What is the effect of a wire with current on Ampère's circuital law?

[valjok]

Revising my old university lectures, I have encountered the famous law of magnetic field around a closed loop:
$$\oint_L \mathbf{H} \cdot \mathrm{d}\boldsymbol{\ell} = \sum I$$

The integral is simplified down to a product Hl when the perfectly round loop is orthogonal to the current. In this case H is constant on the loop and length of a circle l = 2 Pi r, wherefrom we can derive the $$\mathbf{H} = \frac{I}{2 \pi r}$$.
For instance, if the first current goes into the screen while another comes out of it, we can compute the field at point R, which distance is r from both currents:

$$H_R = H_{1R} + H_{2R} = (I_1 + I_2)/2\pi r$$As I understand the writing, it allows us to compute the field in any point by just summing H from all circles orthogonal to the current direction. Everything looks fine until a wire of current is considered:

Here, a wire with current I surrounds the point R. The wire consits of infinitely many points and there is the current in every point, so that each point of wire contributes a finite amount of field to R, resuling in infinite H. I suspect that my treatment of shape of current is too loose in the fromula Hl = I and must be clarified.

 

[Meir Achuz]

The simple formula HL=I cannot be used for a current loop, because the loop does not have the appropriate symmetry. The law of Biot-Savart for a current loop gives
H=I/2r.

 

[valjok]

Thank you, I have realized that my simplified formula describes the infinitely long stright line of current. This makes the fied round symmetric around it. Bending the wire distorts the field breaking its circle shape, the H becomes stronger in the center and the formula cannot be applied anymore. The infinite sum occurs when infinite number of stright current lines will be put tangently to the curve around the R :)

[Records from a point labeling set]
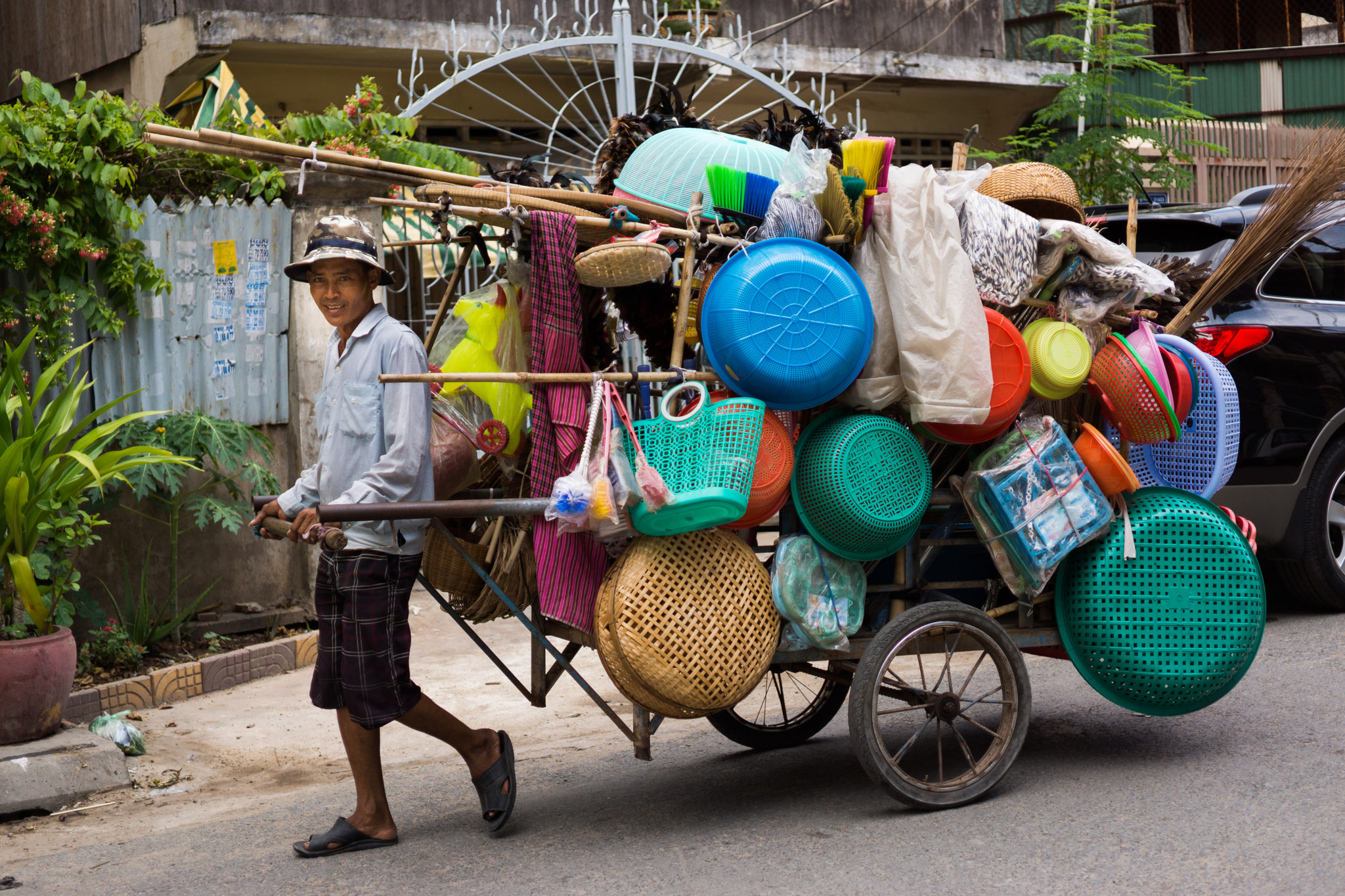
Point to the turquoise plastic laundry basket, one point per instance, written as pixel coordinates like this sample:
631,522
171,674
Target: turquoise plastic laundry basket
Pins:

• Tasks to carry out:
**A)** Output the portion of the thread on Ampère's circuital law from "Thank you, I" up to and including "around the R :)".
**B)** According to the thread on Ampère's circuital law, why can the simple formula HL=I not be used for a current loop?

• Answers for the tasks:
**A)**
Thank you, I have realized that my simplified formula describes the infinitely long stright line of current. This makes the fied round symmetric around it. Bending the wire distorts the field breaking its circle shape, the H becomes stronger in the center and the formula cannot be applied anymore. The infinite sum occurs when infinite number of stright current lines will be put tangently to the curve around the R :)

**B)** It cannot be used because the current loop does not have the appropriate symmetry. The reply instead applies the law of Biot-Savart, which gives H=I/2r for the loop.